## THE TASK
Search the records for the string "tomato" and report how many lines contain it, with nothing else.

::::

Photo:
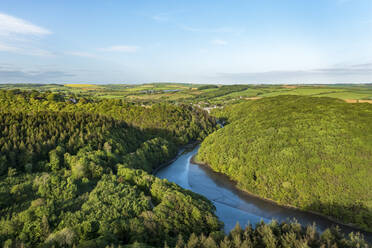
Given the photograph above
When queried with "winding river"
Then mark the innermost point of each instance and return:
(232, 204)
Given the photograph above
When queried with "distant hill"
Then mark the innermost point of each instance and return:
(312, 153)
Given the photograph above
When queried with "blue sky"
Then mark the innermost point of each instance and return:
(199, 41)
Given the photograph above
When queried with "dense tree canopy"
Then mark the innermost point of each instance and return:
(312, 153)
(75, 173)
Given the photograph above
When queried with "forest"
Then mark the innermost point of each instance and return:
(306, 152)
(76, 172)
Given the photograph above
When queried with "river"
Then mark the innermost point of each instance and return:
(233, 205)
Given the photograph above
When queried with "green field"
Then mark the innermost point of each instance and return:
(204, 95)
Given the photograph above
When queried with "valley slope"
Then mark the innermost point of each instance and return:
(311, 153)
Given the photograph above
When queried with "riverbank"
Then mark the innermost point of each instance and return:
(193, 160)
(185, 148)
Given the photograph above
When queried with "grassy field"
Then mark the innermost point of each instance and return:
(204, 95)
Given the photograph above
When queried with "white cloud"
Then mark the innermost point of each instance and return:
(219, 42)
(17, 36)
(10, 25)
(81, 54)
(121, 48)
(160, 17)
(222, 30)
(7, 48)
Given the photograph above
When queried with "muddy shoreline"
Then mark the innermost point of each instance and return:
(247, 193)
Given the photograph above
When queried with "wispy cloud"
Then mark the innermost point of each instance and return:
(222, 30)
(219, 42)
(16, 75)
(18, 36)
(10, 25)
(160, 17)
(81, 54)
(121, 48)
(347, 74)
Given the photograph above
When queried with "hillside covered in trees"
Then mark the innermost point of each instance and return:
(312, 153)
(78, 174)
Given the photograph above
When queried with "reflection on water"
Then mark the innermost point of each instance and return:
(232, 204)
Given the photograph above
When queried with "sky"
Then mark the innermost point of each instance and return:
(189, 41)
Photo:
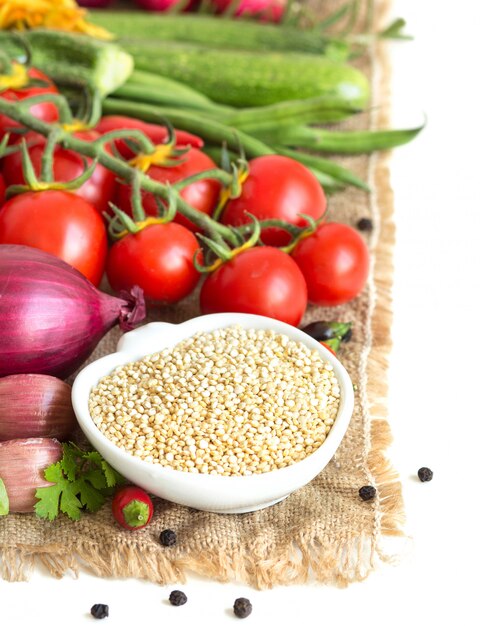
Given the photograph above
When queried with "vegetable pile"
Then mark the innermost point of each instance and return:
(171, 159)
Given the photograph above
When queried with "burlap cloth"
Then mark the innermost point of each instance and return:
(324, 531)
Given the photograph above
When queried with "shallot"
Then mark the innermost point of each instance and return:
(35, 405)
(22, 463)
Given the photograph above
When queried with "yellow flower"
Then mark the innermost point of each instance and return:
(55, 14)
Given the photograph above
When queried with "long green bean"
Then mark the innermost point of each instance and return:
(212, 131)
(310, 110)
(326, 166)
(338, 142)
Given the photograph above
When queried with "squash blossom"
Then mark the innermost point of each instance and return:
(56, 14)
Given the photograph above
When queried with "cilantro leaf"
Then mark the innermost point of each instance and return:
(81, 480)
(92, 498)
(69, 503)
(48, 501)
(54, 473)
(4, 502)
(112, 477)
(69, 461)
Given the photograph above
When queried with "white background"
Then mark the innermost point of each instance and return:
(434, 379)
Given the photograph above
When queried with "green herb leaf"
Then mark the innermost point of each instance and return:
(48, 501)
(69, 461)
(112, 477)
(4, 502)
(92, 498)
(81, 480)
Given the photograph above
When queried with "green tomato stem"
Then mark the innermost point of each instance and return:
(95, 150)
(136, 513)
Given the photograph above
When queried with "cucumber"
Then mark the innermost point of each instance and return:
(64, 56)
(216, 32)
(248, 79)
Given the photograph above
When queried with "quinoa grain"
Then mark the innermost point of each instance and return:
(229, 402)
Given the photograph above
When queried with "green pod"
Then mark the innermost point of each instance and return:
(217, 32)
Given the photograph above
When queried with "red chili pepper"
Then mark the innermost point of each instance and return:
(132, 507)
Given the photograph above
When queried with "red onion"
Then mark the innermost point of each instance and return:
(22, 463)
(264, 10)
(35, 405)
(51, 316)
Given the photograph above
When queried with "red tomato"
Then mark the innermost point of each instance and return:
(263, 281)
(277, 187)
(159, 259)
(265, 10)
(157, 134)
(67, 165)
(2, 190)
(335, 262)
(60, 223)
(202, 195)
(132, 507)
(45, 111)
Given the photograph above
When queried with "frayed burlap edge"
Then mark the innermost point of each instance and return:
(305, 558)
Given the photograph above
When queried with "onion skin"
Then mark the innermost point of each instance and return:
(51, 316)
(35, 405)
(22, 463)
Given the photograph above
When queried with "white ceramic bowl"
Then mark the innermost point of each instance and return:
(221, 494)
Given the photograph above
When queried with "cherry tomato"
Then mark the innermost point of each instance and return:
(58, 222)
(2, 190)
(277, 187)
(45, 111)
(157, 134)
(202, 195)
(159, 259)
(99, 189)
(335, 262)
(263, 281)
(132, 507)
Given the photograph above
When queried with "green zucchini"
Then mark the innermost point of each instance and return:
(243, 79)
(217, 32)
(73, 57)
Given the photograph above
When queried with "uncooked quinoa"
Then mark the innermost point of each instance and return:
(231, 402)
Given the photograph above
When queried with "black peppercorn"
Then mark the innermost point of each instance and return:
(99, 611)
(347, 336)
(365, 224)
(425, 474)
(177, 598)
(367, 492)
(242, 607)
(168, 538)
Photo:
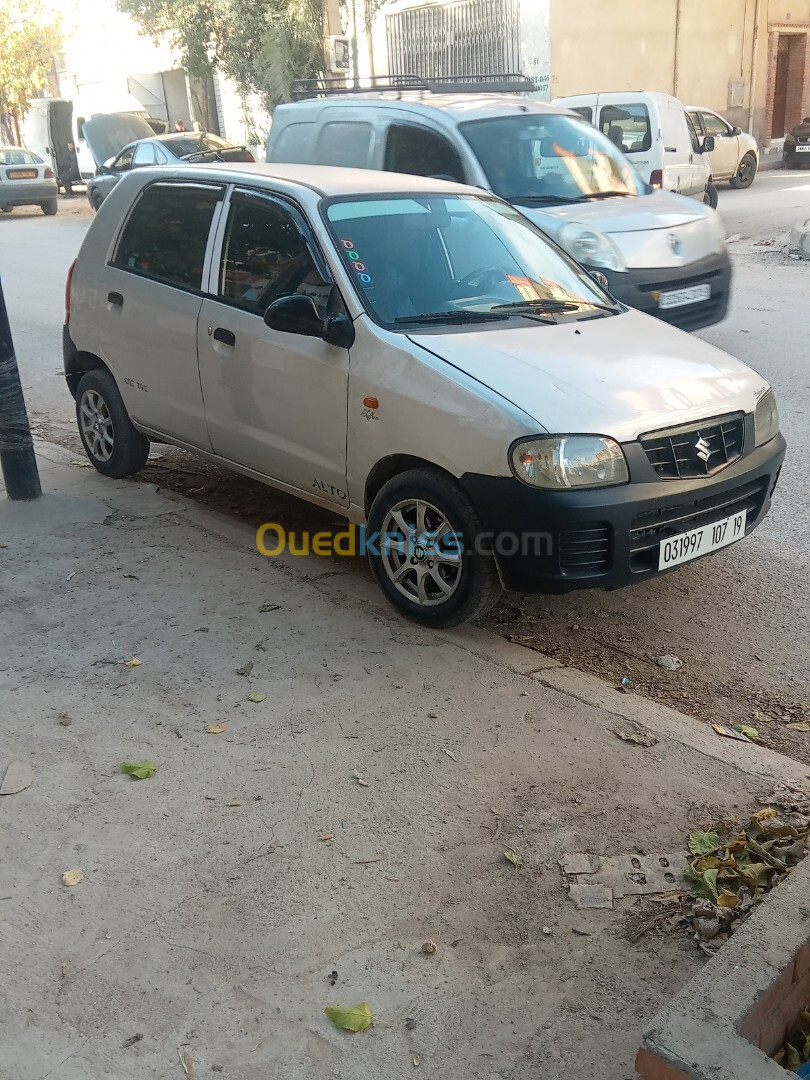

::::

## RESPONSE TO THE EXERCISE
3